* Problem statement
Please pull out every line of the items below that holds the word "blue". Case counts.

* Data to use
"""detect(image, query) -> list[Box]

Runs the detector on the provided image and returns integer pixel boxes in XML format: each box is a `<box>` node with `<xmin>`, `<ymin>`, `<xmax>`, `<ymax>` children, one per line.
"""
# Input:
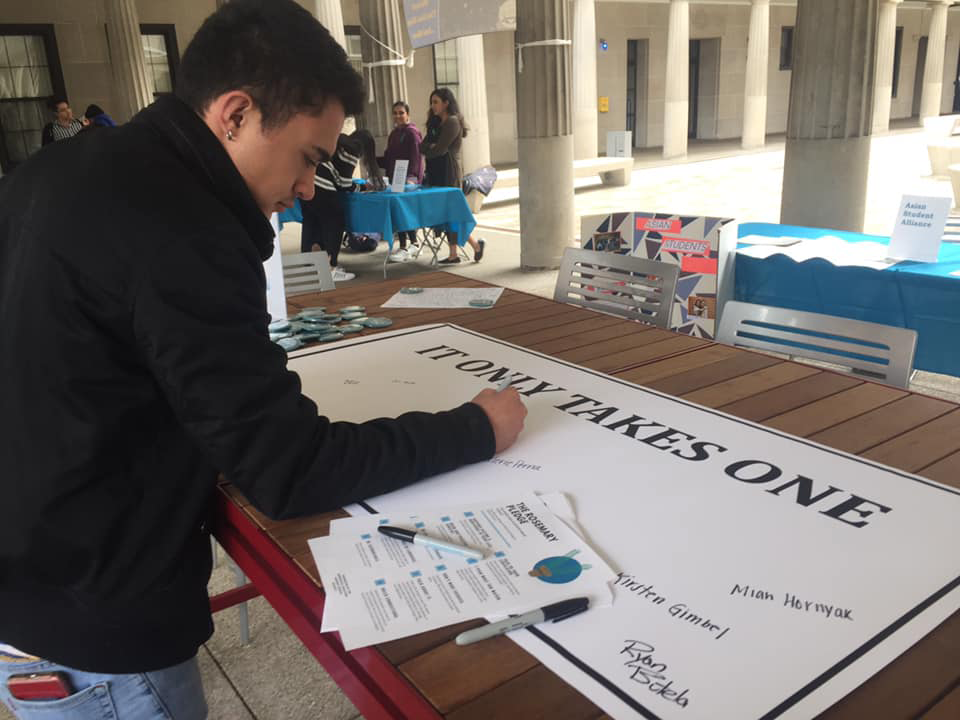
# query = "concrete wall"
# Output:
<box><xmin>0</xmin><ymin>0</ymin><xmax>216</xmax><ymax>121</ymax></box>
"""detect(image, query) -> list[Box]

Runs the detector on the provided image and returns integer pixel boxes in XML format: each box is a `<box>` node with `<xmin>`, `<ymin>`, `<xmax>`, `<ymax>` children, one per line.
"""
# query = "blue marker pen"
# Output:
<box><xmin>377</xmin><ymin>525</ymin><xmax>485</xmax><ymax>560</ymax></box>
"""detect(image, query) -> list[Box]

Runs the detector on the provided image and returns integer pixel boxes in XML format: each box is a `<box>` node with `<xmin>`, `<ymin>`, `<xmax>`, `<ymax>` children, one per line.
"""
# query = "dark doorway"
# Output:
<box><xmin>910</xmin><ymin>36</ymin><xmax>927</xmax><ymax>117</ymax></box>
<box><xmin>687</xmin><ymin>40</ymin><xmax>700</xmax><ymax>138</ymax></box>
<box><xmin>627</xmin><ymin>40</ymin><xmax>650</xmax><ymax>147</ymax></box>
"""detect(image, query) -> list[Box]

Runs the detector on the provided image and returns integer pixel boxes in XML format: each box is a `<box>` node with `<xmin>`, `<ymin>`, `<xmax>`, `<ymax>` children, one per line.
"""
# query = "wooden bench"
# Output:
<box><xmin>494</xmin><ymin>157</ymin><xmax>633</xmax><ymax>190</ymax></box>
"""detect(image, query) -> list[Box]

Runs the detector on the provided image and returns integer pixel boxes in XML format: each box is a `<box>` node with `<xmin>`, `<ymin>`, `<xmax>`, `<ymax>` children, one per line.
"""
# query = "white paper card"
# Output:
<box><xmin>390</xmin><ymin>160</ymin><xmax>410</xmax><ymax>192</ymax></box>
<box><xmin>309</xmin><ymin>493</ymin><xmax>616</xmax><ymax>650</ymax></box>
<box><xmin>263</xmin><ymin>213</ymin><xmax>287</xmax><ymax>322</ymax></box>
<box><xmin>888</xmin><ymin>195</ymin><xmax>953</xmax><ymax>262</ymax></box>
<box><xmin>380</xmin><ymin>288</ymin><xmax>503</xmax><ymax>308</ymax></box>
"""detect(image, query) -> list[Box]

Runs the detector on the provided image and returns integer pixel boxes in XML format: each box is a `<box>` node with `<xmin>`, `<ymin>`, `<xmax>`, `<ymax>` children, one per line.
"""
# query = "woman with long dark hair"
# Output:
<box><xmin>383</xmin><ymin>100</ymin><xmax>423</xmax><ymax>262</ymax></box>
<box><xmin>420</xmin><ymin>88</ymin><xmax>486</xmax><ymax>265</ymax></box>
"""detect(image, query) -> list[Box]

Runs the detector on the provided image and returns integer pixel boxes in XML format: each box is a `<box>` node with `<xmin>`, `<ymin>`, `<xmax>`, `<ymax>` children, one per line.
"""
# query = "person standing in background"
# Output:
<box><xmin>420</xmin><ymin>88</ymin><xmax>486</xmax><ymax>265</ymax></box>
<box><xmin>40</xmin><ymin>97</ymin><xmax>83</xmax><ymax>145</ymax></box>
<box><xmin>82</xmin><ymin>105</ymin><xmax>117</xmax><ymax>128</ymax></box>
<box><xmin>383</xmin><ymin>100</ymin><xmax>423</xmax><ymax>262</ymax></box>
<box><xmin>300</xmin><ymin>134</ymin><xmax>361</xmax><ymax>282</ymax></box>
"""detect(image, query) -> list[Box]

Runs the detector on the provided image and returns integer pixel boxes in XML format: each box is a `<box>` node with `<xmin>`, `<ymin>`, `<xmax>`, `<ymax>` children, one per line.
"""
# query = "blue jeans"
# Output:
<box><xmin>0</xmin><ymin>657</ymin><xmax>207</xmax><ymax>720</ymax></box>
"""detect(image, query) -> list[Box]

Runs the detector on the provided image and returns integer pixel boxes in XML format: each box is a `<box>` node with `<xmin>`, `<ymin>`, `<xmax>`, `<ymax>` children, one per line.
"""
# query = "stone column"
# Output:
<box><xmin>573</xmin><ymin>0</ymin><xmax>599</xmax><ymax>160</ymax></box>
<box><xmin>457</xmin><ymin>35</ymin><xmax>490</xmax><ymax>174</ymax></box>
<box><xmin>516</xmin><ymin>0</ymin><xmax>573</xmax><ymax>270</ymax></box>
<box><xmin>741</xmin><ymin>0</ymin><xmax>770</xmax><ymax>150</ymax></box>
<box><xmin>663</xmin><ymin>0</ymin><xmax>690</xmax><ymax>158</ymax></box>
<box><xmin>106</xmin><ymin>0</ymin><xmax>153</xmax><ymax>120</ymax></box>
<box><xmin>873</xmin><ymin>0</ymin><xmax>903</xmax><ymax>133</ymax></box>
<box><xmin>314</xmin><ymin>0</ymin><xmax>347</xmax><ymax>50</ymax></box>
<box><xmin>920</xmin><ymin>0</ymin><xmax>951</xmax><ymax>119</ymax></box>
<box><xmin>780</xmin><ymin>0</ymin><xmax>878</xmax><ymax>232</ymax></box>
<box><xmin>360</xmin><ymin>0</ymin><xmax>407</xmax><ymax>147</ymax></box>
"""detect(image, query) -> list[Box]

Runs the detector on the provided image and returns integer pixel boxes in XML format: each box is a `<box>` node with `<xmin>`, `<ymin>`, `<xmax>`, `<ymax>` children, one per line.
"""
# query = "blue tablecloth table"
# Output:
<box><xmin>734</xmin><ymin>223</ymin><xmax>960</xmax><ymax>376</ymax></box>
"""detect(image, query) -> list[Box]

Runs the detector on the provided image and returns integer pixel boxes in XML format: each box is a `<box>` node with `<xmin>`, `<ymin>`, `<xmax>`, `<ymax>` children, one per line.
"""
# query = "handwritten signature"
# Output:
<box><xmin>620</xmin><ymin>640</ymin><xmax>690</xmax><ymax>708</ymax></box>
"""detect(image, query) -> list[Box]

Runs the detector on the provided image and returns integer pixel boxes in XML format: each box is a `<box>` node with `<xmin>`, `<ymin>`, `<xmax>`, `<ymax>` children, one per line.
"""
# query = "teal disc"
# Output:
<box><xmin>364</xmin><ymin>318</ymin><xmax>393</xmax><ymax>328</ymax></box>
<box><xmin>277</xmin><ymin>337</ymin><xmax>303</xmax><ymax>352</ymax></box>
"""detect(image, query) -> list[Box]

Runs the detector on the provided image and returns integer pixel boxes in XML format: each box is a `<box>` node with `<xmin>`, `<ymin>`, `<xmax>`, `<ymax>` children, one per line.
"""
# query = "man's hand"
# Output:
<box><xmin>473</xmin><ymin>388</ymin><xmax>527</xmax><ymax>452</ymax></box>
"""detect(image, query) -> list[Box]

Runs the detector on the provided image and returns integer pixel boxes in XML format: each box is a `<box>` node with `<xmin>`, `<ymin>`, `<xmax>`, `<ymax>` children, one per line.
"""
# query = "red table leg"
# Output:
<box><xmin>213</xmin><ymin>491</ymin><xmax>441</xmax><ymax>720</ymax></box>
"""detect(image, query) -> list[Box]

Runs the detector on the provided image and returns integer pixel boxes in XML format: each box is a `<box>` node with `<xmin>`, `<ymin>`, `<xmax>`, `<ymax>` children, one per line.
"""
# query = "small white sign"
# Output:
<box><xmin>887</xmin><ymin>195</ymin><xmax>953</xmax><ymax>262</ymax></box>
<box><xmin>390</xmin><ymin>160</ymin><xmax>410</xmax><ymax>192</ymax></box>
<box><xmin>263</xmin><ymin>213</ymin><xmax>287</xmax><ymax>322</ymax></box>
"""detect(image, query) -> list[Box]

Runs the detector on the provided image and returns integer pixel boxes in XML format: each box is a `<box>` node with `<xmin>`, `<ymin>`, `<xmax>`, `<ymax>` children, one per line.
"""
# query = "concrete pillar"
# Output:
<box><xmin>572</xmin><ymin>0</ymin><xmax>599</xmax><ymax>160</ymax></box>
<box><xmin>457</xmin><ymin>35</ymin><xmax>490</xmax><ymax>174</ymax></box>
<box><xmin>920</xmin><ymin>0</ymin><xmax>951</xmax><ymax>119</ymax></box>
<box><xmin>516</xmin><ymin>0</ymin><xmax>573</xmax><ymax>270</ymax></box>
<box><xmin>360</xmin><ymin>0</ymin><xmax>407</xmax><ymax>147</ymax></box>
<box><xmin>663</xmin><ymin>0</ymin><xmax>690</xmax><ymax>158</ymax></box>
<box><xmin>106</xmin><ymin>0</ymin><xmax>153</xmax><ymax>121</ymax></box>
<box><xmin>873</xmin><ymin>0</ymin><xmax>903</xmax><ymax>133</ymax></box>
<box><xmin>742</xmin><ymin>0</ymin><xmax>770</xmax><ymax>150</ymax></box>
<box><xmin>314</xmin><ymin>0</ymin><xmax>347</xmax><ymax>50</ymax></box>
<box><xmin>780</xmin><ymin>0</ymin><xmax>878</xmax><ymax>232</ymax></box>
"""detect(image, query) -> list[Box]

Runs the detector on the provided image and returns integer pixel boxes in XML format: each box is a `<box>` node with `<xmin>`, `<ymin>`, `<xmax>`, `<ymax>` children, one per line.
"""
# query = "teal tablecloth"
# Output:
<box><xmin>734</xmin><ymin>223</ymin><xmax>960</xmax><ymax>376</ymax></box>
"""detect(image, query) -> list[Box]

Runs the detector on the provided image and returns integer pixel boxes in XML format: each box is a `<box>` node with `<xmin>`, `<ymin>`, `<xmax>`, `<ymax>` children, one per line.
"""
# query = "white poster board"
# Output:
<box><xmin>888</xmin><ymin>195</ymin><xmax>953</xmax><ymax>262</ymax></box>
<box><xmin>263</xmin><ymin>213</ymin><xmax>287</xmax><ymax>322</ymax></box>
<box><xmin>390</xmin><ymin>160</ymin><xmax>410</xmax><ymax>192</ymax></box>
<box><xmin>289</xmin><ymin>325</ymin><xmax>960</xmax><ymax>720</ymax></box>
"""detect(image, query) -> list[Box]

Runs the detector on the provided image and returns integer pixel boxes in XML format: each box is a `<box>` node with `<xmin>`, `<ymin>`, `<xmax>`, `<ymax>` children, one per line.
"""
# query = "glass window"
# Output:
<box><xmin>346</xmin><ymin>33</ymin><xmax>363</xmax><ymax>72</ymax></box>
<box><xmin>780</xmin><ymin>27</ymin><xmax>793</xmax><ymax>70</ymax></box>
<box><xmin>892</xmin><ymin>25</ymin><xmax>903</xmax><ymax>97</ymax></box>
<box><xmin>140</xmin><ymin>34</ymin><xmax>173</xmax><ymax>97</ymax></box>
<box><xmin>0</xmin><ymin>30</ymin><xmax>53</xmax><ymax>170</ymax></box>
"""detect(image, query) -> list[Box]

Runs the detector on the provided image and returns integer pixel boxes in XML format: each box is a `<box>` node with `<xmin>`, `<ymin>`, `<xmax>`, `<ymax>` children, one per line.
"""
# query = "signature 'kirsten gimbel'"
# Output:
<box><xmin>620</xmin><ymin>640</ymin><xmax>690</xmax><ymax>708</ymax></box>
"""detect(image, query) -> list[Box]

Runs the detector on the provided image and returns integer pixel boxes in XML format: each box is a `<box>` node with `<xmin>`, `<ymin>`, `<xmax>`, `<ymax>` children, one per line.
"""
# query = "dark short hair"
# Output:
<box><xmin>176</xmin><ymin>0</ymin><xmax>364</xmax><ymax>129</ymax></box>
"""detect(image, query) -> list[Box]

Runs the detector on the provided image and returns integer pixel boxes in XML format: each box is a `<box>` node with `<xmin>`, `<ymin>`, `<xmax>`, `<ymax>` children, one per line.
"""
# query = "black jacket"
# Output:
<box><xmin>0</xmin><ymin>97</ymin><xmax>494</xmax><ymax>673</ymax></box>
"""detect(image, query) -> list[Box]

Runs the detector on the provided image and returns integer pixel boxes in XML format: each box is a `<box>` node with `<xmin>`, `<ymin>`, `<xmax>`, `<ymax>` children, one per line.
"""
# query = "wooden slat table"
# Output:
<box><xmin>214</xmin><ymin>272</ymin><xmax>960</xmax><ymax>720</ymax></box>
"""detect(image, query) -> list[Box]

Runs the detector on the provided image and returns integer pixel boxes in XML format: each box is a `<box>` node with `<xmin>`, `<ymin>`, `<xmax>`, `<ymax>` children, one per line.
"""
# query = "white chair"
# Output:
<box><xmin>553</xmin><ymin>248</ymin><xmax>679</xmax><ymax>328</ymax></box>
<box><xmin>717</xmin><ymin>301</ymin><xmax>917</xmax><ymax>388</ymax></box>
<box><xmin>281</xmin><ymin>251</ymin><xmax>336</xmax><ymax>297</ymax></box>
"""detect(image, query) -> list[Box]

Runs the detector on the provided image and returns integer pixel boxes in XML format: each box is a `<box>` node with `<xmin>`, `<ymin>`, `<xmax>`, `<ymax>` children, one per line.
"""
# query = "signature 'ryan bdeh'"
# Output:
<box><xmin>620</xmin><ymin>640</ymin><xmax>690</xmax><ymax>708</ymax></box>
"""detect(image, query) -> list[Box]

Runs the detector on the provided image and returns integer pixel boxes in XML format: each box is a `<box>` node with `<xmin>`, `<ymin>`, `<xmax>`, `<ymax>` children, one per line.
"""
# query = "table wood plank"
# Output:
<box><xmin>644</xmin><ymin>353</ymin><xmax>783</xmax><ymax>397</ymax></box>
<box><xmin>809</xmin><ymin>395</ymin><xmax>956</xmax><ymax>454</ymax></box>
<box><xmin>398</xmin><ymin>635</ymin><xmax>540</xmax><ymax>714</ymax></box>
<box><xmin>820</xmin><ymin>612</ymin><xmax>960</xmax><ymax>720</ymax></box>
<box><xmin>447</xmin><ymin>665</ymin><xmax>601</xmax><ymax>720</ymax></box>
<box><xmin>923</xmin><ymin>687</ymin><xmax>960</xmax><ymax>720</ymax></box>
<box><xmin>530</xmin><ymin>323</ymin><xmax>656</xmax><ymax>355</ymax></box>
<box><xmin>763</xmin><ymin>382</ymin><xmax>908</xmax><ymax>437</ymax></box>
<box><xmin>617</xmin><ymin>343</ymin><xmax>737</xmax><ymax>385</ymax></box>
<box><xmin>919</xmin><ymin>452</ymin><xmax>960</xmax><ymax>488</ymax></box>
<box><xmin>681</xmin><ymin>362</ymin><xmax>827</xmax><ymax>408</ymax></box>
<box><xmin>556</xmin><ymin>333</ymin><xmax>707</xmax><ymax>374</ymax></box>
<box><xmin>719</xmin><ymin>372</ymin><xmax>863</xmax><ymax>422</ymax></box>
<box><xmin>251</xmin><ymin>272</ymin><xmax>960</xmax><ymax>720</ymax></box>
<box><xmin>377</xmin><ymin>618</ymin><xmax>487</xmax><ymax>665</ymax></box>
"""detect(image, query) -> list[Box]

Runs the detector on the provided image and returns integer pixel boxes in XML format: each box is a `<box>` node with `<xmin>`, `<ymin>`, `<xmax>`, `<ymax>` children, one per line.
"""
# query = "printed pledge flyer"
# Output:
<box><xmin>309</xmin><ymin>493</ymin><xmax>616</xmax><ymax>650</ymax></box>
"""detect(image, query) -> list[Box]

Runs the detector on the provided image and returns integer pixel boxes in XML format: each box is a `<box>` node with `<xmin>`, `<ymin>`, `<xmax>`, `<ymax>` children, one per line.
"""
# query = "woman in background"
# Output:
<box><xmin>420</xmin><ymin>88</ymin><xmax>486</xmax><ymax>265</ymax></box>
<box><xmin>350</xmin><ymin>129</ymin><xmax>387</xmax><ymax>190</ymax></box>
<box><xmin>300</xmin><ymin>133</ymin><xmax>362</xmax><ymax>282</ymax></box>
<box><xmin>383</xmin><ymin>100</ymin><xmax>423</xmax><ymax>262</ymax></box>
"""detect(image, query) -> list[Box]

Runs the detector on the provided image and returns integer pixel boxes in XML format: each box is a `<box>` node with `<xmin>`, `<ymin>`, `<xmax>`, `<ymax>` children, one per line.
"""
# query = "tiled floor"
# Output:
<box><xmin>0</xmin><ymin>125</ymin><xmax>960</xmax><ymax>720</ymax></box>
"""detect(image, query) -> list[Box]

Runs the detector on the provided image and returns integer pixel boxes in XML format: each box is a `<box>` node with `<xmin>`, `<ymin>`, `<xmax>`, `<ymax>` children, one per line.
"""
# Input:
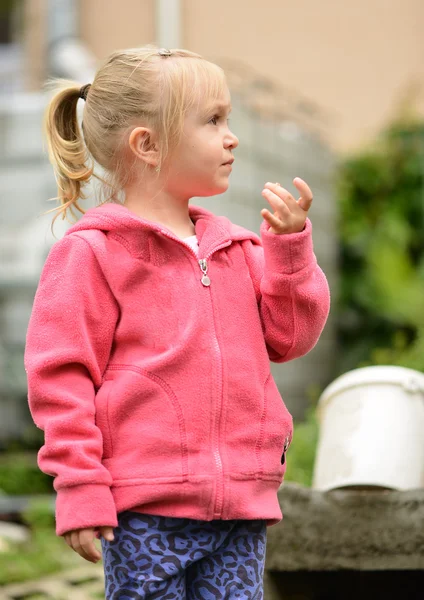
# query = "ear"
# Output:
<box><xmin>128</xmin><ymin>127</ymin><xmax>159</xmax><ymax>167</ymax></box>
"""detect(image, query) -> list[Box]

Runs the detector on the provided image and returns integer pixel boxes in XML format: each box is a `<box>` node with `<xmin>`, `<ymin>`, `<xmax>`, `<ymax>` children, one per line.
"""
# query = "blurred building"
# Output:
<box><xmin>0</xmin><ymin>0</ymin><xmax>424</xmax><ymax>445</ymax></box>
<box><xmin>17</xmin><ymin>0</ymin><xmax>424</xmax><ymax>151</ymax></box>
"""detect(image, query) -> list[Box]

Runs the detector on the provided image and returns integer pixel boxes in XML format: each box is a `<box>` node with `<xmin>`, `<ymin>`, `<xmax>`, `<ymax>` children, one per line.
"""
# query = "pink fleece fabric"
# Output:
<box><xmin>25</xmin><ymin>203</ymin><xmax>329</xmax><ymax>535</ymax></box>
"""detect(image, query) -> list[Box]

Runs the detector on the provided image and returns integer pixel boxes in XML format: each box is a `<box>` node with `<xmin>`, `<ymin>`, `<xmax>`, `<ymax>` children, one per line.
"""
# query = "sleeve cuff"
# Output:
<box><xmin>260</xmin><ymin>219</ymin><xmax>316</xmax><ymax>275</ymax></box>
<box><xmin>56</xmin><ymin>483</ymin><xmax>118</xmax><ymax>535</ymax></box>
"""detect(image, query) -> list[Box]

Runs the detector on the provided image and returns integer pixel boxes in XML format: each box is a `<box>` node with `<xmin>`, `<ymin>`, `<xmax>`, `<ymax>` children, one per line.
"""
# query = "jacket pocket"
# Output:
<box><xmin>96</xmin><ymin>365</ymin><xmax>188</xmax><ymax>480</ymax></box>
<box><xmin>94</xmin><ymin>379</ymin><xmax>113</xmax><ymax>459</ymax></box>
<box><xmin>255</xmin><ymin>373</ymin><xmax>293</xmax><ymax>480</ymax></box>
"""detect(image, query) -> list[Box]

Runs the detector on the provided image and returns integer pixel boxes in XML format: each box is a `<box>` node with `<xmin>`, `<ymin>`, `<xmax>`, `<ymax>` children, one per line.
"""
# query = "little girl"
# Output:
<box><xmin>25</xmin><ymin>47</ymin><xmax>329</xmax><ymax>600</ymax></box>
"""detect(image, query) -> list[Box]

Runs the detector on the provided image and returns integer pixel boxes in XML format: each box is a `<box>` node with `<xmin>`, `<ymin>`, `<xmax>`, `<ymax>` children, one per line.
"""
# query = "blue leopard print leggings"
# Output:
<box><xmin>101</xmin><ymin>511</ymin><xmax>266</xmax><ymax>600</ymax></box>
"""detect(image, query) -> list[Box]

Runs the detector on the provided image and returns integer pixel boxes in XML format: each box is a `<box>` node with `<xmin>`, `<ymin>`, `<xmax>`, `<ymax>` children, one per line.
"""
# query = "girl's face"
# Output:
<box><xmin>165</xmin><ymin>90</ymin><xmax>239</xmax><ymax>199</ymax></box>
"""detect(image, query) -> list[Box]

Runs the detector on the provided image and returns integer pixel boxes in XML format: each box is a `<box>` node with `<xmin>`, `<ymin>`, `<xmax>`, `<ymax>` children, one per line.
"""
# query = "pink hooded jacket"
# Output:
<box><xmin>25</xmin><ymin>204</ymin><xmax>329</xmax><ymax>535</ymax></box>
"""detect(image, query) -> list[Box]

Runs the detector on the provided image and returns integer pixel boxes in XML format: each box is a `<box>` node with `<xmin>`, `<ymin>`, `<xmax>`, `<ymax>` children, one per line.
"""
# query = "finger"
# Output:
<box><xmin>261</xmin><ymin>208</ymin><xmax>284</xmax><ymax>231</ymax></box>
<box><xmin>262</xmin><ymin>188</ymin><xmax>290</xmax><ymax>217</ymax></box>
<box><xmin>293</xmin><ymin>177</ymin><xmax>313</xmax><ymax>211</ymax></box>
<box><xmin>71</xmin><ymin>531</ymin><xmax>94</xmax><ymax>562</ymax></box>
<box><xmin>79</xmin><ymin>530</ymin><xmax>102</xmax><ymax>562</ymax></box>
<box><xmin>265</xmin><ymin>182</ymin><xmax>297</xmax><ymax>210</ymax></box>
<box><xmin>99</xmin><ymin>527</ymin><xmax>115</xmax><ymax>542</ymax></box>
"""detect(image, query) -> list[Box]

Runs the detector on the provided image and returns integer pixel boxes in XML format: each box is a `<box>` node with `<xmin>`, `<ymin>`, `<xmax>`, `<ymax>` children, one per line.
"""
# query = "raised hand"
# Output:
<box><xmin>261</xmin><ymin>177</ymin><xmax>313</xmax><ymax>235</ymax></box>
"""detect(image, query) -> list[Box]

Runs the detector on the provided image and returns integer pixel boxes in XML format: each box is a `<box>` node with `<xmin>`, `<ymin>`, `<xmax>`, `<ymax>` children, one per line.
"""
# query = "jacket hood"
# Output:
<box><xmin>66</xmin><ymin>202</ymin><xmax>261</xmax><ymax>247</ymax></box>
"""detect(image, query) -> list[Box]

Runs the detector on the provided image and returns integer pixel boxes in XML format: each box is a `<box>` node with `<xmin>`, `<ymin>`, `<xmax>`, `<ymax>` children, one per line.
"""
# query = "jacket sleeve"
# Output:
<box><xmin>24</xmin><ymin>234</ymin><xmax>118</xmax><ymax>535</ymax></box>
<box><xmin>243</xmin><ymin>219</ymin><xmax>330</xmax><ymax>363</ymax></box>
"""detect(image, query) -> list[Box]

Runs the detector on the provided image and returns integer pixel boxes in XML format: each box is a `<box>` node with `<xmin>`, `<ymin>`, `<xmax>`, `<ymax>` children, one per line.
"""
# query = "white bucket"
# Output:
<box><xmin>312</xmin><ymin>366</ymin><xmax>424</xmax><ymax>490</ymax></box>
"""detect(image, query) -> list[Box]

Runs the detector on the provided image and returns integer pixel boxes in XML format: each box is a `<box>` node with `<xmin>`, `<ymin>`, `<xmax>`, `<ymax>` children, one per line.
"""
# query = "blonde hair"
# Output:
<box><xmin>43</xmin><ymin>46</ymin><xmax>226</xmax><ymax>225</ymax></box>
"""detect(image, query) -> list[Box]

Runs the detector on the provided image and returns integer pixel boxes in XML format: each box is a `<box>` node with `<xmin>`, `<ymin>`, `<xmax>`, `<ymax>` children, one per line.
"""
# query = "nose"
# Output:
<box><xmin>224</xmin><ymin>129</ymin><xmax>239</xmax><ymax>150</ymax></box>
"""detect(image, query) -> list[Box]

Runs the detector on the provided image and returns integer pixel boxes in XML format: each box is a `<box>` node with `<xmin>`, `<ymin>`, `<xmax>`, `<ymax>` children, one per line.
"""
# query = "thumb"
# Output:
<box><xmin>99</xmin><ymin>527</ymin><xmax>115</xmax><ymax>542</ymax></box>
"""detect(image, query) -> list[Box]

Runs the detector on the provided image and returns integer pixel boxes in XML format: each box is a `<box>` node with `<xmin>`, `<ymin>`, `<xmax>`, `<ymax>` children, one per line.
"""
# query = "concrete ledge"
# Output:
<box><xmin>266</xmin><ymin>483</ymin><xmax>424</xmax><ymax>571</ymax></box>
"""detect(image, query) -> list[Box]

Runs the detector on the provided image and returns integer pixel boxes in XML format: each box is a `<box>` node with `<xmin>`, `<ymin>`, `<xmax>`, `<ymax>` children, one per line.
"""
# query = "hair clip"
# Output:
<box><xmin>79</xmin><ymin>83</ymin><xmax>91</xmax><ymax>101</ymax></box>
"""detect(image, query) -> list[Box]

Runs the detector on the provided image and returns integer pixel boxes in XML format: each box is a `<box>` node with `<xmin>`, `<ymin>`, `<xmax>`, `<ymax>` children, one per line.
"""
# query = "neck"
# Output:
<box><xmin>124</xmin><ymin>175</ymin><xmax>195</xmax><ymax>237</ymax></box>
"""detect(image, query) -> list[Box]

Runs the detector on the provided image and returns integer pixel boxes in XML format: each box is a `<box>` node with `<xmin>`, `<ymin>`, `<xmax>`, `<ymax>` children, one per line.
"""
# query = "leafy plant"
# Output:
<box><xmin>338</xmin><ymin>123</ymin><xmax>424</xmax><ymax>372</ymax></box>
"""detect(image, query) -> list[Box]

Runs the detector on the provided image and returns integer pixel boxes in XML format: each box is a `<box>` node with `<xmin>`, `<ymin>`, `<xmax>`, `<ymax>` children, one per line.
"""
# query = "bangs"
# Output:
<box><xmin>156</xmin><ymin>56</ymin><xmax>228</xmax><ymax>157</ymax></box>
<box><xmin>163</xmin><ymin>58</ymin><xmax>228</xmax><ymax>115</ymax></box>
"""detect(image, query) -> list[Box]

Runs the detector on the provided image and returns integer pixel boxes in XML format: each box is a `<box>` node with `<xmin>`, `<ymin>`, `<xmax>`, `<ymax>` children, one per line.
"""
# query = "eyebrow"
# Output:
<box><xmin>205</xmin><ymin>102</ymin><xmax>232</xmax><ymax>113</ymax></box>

* Complete answer
# query = "blue marker pen"
# query = "blue jeans"
# query = "blue tablecloth table"
# query = "blue leopard print leggings"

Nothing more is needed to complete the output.